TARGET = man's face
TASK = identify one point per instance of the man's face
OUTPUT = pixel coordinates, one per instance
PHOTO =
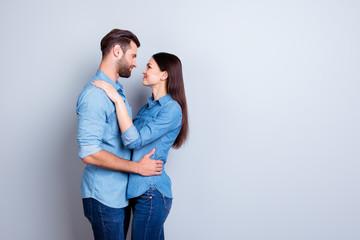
(128, 61)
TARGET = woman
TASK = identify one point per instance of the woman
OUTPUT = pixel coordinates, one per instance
(161, 124)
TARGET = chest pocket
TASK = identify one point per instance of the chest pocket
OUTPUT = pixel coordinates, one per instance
(112, 124)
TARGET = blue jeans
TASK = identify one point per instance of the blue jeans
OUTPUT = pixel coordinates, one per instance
(150, 211)
(107, 223)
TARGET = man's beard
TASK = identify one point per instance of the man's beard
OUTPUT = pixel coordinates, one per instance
(124, 68)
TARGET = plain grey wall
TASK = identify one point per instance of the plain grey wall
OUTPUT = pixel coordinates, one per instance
(273, 93)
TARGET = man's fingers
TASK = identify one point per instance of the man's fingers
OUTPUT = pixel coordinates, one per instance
(150, 153)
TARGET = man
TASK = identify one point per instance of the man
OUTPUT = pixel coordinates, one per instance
(103, 185)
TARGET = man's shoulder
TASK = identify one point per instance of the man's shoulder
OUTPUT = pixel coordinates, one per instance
(91, 91)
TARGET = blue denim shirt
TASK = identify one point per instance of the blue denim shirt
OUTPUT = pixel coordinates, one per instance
(98, 129)
(157, 125)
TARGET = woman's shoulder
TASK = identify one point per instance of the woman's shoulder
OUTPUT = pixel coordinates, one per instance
(172, 107)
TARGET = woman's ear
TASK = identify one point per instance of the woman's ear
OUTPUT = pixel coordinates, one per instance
(117, 51)
(164, 75)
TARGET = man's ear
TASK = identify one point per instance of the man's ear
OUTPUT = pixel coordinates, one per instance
(164, 75)
(117, 51)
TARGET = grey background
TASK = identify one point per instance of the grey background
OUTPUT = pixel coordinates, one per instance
(273, 94)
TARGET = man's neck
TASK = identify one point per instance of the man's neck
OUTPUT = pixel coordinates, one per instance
(109, 70)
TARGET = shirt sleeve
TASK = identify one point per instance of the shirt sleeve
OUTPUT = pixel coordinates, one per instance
(91, 122)
(168, 119)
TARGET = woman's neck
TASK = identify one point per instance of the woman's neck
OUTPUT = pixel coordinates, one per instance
(159, 92)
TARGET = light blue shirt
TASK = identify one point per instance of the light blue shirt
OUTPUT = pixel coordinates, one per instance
(157, 125)
(98, 129)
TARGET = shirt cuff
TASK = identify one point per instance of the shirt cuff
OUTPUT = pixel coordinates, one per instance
(88, 150)
(130, 135)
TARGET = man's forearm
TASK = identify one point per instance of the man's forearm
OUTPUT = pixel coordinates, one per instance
(107, 160)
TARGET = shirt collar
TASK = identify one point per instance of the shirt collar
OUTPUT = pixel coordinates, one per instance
(161, 101)
(100, 75)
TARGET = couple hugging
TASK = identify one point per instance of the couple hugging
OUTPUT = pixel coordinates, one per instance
(120, 177)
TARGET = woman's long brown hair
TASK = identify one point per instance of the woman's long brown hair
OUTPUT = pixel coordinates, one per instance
(175, 87)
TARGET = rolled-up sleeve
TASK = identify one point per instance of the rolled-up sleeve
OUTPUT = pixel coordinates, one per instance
(91, 122)
(168, 119)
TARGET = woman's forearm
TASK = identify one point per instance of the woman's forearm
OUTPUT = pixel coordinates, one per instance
(122, 114)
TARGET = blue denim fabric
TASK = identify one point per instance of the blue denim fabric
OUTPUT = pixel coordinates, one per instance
(150, 211)
(98, 129)
(107, 223)
(157, 125)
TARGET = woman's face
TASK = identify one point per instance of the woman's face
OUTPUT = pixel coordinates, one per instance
(152, 74)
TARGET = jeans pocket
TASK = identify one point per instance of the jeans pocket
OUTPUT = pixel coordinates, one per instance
(167, 203)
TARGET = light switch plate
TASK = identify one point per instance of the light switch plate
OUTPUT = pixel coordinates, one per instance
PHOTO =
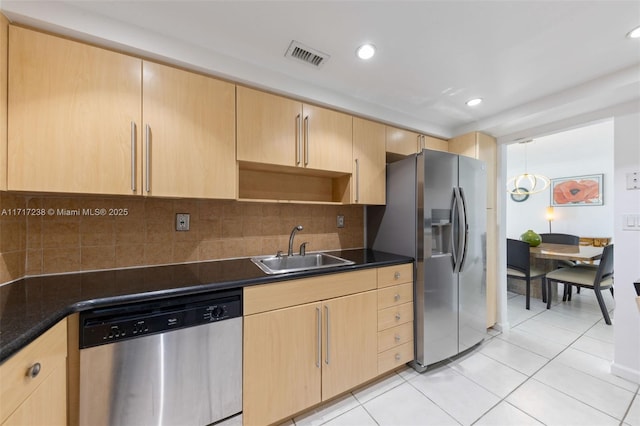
(182, 221)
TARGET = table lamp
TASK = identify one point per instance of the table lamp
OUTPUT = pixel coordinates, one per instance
(549, 216)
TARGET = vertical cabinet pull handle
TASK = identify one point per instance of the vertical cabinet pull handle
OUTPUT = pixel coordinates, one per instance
(326, 309)
(319, 325)
(147, 157)
(357, 181)
(306, 140)
(299, 137)
(133, 156)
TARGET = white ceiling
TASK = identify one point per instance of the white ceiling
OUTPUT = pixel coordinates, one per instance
(533, 62)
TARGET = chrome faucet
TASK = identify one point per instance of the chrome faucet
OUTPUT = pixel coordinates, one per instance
(293, 234)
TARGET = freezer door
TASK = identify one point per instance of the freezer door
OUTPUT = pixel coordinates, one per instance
(472, 275)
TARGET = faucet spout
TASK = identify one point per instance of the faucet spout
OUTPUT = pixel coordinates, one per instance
(293, 234)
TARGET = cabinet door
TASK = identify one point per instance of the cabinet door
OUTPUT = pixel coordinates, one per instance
(400, 141)
(47, 405)
(190, 125)
(281, 374)
(327, 139)
(349, 355)
(269, 128)
(368, 184)
(74, 116)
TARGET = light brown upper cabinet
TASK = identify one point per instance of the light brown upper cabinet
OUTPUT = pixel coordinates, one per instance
(279, 131)
(73, 110)
(189, 134)
(87, 120)
(405, 142)
(368, 183)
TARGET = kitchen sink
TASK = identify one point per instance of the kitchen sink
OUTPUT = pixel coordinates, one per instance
(283, 264)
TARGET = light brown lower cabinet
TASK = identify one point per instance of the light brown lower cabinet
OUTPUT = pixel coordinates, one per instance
(34, 382)
(297, 357)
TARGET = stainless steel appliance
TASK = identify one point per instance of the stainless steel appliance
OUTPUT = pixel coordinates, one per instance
(166, 362)
(435, 212)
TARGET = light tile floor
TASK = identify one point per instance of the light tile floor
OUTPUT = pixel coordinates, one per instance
(551, 368)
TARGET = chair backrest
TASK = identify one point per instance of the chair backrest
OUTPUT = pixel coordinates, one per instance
(518, 256)
(605, 268)
(572, 240)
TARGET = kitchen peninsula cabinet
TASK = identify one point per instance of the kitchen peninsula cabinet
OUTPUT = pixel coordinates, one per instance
(369, 173)
(401, 142)
(189, 134)
(284, 132)
(73, 110)
(299, 354)
(76, 118)
(34, 382)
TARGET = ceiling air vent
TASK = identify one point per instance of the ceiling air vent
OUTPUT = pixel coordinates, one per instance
(306, 54)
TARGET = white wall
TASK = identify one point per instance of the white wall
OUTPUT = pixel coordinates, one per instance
(581, 151)
(627, 250)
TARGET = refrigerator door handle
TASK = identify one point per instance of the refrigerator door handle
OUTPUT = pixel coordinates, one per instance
(454, 222)
(462, 224)
(464, 228)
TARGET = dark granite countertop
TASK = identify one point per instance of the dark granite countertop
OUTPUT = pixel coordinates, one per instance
(30, 306)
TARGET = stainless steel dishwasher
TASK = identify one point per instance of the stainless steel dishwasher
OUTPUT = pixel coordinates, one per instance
(176, 361)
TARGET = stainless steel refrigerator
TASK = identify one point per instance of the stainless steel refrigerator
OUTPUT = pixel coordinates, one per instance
(436, 213)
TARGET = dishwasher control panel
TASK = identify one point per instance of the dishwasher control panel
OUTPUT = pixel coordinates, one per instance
(112, 324)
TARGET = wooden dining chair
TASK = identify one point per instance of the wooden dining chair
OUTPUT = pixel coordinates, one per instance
(519, 267)
(597, 279)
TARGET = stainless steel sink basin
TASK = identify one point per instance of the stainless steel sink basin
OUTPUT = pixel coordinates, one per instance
(283, 264)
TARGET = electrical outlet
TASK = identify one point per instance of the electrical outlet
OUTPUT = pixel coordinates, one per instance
(182, 222)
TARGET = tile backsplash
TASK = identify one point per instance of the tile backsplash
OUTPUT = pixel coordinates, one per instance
(89, 233)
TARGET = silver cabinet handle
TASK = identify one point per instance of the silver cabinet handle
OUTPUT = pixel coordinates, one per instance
(299, 137)
(147, 157)
(34, 370)
(357, 181)
(306, 140)
(133, 156)
(326, 309)
(319, 323)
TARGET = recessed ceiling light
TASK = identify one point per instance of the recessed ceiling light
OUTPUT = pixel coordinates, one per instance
(634, 33)
(474, 102)
(366, 51)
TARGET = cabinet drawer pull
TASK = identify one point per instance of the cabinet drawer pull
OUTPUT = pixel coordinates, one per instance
(147, 157)
(306, 140)
(319, 322)
(133, 156)
(34, 370)
(326, 308)
(299, 136)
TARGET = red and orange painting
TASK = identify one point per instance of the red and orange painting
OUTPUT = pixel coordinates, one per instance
(577, 191)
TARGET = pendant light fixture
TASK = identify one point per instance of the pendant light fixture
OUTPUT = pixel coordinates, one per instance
(527, 183)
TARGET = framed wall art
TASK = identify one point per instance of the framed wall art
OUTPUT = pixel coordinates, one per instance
(577, 191)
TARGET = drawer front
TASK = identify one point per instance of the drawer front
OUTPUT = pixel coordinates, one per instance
(396, 295)
(394, 358)
(49, 350)
(395, 315)
(395, 336)
(394, 275)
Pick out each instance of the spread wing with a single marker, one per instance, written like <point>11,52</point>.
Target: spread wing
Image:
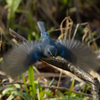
<point>77,53</point>
<point>20,58</point>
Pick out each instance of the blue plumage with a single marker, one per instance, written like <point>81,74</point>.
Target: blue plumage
<point>21,57</point>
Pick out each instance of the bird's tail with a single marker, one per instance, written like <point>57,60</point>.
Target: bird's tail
<point>42,26</point>
<point>80,55</point>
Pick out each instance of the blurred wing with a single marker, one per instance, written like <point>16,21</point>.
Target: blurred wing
<point>77,53</point>
<point>19,58</point>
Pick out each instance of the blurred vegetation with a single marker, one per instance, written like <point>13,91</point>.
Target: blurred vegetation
<point>23,15</point>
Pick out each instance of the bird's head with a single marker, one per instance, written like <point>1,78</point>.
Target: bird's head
<point>50,51</point>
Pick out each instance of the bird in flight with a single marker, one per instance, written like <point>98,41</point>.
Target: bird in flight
<point>25,54</point>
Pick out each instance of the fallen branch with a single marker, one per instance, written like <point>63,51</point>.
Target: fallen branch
<point>93,82</point>
<point>50,87</point>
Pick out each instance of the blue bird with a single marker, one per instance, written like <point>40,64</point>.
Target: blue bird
<point>22,56</point>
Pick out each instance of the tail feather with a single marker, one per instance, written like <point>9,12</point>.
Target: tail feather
<point>79,54</point>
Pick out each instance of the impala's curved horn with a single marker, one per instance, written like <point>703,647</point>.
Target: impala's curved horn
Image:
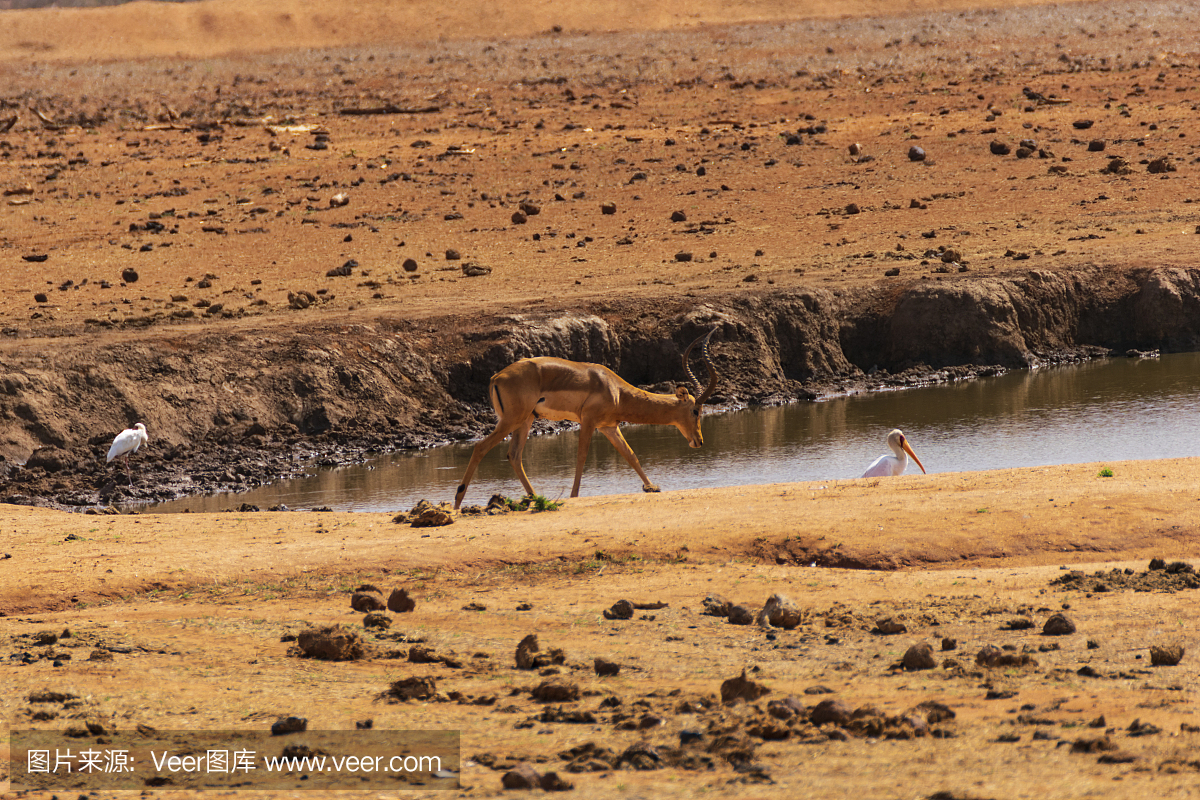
* * * * * * *
- [Task brief]:
Return exactly the lines of the data, beginning with the first and ending with the line containing "TARGET = chest pocket". Skip the pictures.

- [Result of the task]:
TARGET = man's face
TASK = identify one point per instance of the man's face
OUTPUT = pixel coordinates, one per instance
PHOTO =
(128, 61)
TARGET = woman
TASK = identify one point per instance of the woman
OUTPUT = pixel coordinates, one per instance
(161, 124)
TARGET = chest pocket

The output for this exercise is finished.